_AUSGEWÄHLTER AUSZUG:_

============================================================

# Fokus des Applets erhalten



## mos (16. Mrz 2006)

Hallo
ich habe ein Problem mit dem Fokus des Applets. Das Applet hat enthält eine Klasse die von JPanel erbt und ein MouseListener und ein KeyListener implementiert. Der MouseListener funktioniert wunderbar, auch wenn das Applet kein Fokus hat. Der KeyListener jedoch nicht.
Mittlerweilen hab ich es so implementiert, dass man zuerst einen Button drücken muss, damit das Applet startet. Danach ist alles wunderbar, bis man einmal ausserhalt des Applets klickt. Es verliert den Fokus und erhält ihn auch bei einem Klick ins Applet nicht zurück, obwohl der MouseListener aktiv war. 
Hab schon so ziemlich alles an requestFocus() und grabFocus() ausprobiert. Auch im MouseListener selber, der mit Sicherheit ausgeführt wird, das Applet erhält jedoch einfach den Fokus nicht.

Erst wenn wieder ein Button oder eine ComboBox verändert wird erhält das Applet den Fokus zurück.

============================================================

_DATENBLOCK:_
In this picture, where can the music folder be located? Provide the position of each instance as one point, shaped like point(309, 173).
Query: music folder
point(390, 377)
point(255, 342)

============================================================

_AUFGABEN:_
- A) Welcher Listener funktioniert laut dem Forenbeitrag zum Applet-Fokus auch dann, wenn das Applet keinen Fokus hat?
- B) Entnimm dem Forenbeitrag zum Applet-Fokus wortgetreu den Abschnitt von „# Fokus des“ bis einschließlich „den Fokus nicht.“.
- C) Schreibe den Forenbeitrag zum Applet-Fokus im Anschluss an seinen letzten Satz weiter.

_ANTWORTEN:_
- A) Der MouseListener.

- B)
# Fokus des Applets erhalten



## mos (16. Mrz 2006)

Hallo
ich habe ein Problem mit dem Fokus des Applets. Das Applet hat enthält eine Klasse die von JPanel erbt und ein MouseListener und ein KeyListener implementiert. Der MouseListener funktioniert wunderbar, auch wenn das Applet kein Fokus hat. Der KeyListener jedoch nicht.
Mittlerweilen hab ich es so implementiert, dass man zuerst einen Button drücken muss, damit das Applet startet. Danach ist alles wunderbar, bis man einmal ausserhalt des Applets klickt. Es verliert den Fokus und erhält ihn auch bei einem Klick ins Applet nicht zurück, obwohl der MouseListener aktiv war. 
Hab schon so ziemlich alles an requestFocus() und grabFocus() ausprobiert. Auch im MouseListener selber, der mit Sicherheit ausgeführt wird, das Applet erhält jedoch einfach den Fokus nicht.

- C)
Kennt das jemand?


----------



## Beni (16. Mrz 2006)

Dein Applet ist wohl schlicht und einfach nicht fokusierbar. Ruf mal "setFocusable( true )" auf, um einer bestimmten Komponente das Fokusieren überhaupt zu erlauben.


----------



## mos (16. Mrz 2006)

Hab ich gemacht. 
Irgendwie scheint das Panel das den MouseListener enthält zu verhindern das Applet fokusiert wird. klickt man irgendwo anders hin als auf das Panel wird das Applet fokusiert.
Würde es vielleicht helfen wenn ich dem Applet den MouseListener implementiere und der das an das Panel weiterleitet (wäre einfach etwas unschön...)


----------



## Gast (16. Mrz 2006)

Hab es jetzt so gemacht das das Applet den MouseListener enthält und das Panel nur noch den KeyListener. 
Und siehe da es funktioniert...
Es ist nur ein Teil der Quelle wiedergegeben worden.